PASSAGE:

There was variation between regions. In adult social care, London saw the largest percentage change with a 37% drop in March to May 2020 compared with 2019, while the South West fell by 25%. For hospitals, the South East saw the largest percentage reduction in March to May of 82%, while the South West and East of England regions each fell by 52%.

Bar chart shows notifications to CQC of Deprivation of Liberty Safeguards application outcomes by month and sector, comparing 2019 and 2020
Figure 13: Notifications to CQC of DoLS application outcomes by month and sector, 2019 and 2020

In line with government guidelines for COVID-19, adult social care providers and hospitals introduced new restrictions to enable people to be isolated and/or socially distanced. This included restricting access in and out of buildings and implementing enhanced infection control.

Providers had to introduce certain restrictions into an already complex and confusing picture, with the lack of understanding about DoLS potentially having an impact on providers’ confidence about whether such restrictions amount to a deprivation of liberty or not. To help providers, in April 2020 the Department of Health and Social Care introduced specific guidance on looking after people who lack mental capacity. This explained that, during the pandemic, no legislative changes to the Mental Capacity Act were being made. Providers would still need to apply for a DoLS if the conditions were met. The guidance also set out pertinent case law and considered the relevancy of specific public health powers in some limited cases.

Data excerpts
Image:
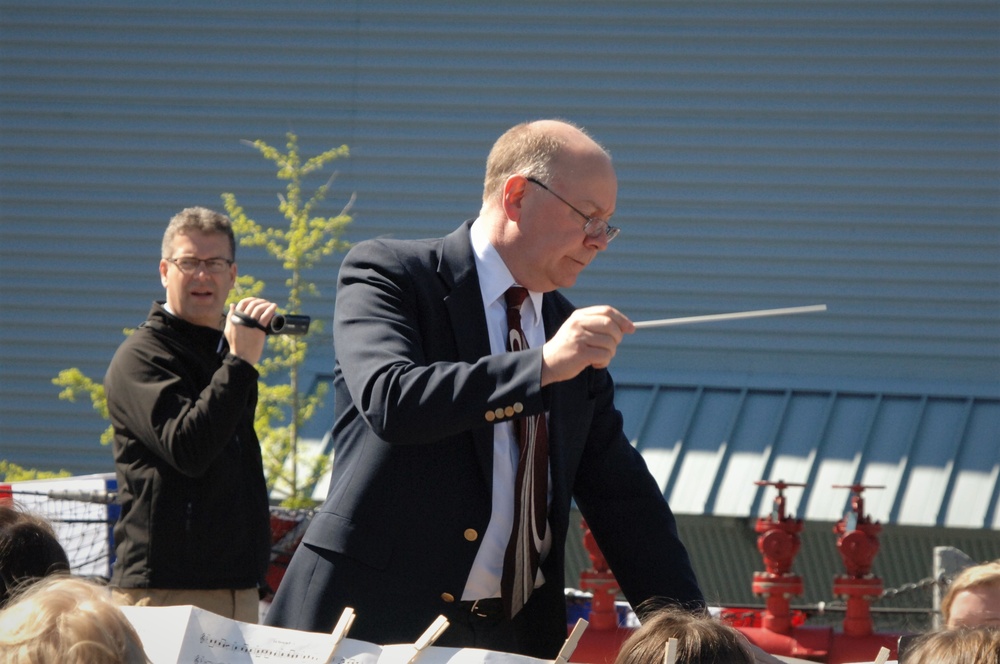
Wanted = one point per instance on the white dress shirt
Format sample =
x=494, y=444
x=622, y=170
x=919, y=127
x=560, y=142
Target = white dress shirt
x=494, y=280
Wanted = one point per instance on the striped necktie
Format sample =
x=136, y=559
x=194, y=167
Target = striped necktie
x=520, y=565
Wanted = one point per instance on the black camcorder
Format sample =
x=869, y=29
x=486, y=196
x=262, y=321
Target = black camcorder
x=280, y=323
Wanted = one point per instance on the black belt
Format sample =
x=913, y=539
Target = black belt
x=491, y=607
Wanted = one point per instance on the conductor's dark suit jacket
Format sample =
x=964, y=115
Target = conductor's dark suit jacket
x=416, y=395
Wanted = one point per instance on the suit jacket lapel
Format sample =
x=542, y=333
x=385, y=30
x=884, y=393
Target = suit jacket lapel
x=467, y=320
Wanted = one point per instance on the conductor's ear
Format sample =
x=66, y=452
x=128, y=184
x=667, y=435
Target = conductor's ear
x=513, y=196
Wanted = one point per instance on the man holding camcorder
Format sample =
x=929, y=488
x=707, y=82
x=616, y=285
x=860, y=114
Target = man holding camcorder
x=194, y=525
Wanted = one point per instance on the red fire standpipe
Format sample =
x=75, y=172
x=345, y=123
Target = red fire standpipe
* * *
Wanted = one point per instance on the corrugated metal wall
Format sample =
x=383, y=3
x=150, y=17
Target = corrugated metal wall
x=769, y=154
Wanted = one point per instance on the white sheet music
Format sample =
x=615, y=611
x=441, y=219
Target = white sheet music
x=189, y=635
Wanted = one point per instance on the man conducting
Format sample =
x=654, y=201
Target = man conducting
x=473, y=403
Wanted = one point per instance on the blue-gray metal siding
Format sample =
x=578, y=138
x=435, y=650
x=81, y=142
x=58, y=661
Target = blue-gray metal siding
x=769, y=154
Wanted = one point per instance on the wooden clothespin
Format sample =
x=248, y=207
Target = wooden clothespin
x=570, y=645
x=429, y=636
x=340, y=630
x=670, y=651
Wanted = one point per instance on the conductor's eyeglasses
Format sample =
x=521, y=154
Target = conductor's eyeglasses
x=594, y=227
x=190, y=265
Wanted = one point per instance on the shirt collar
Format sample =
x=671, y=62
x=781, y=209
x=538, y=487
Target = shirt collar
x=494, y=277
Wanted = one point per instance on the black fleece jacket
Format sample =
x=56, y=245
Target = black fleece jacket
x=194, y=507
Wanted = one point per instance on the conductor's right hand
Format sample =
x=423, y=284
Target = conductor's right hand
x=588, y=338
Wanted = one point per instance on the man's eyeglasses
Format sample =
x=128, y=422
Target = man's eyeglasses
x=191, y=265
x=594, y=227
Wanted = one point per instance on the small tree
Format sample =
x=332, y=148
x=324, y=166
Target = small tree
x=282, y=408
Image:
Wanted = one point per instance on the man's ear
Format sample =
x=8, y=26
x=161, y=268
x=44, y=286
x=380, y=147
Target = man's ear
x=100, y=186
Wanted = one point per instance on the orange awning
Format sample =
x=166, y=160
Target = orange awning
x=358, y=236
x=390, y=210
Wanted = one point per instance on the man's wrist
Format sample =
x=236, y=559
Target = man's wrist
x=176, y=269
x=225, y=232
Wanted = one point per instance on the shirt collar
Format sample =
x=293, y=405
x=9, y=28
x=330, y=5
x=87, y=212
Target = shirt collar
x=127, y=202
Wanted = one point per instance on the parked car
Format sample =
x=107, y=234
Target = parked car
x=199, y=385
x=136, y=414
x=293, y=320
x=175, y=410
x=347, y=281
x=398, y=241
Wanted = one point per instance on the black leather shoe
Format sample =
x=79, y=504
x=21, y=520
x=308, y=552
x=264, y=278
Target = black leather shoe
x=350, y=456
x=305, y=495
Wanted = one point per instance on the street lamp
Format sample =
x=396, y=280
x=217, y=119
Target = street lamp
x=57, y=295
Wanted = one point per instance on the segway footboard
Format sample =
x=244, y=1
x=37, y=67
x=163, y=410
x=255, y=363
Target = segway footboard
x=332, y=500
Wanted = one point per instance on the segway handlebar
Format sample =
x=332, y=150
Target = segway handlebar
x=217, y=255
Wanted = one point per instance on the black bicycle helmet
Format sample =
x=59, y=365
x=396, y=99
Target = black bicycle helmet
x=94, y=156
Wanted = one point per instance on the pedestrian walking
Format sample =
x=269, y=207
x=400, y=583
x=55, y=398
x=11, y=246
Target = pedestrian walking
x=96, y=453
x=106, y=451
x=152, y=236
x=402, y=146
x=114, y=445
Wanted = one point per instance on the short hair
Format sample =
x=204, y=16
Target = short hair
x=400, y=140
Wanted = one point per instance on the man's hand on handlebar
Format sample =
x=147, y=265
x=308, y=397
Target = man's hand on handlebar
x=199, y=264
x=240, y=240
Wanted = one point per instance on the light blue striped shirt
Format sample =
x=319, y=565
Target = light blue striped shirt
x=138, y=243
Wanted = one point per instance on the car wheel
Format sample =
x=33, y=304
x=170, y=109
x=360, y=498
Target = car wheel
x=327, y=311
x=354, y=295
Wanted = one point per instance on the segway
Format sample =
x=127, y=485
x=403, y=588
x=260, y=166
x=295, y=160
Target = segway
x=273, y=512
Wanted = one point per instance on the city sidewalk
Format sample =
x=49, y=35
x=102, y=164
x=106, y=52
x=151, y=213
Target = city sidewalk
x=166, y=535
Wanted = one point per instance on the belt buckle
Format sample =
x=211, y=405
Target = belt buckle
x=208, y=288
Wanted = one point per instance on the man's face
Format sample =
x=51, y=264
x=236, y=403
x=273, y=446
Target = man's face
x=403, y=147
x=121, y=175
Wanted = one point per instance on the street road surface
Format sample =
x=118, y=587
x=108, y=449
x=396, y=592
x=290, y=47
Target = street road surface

ASSIGNMENT: In the passage on Deprivation of Liberty Safeguards, when did the Department of Health and Social Care introduce specific guidance on looking after people who lack mental capacity?

WRITTEN ANSWER: April 2020.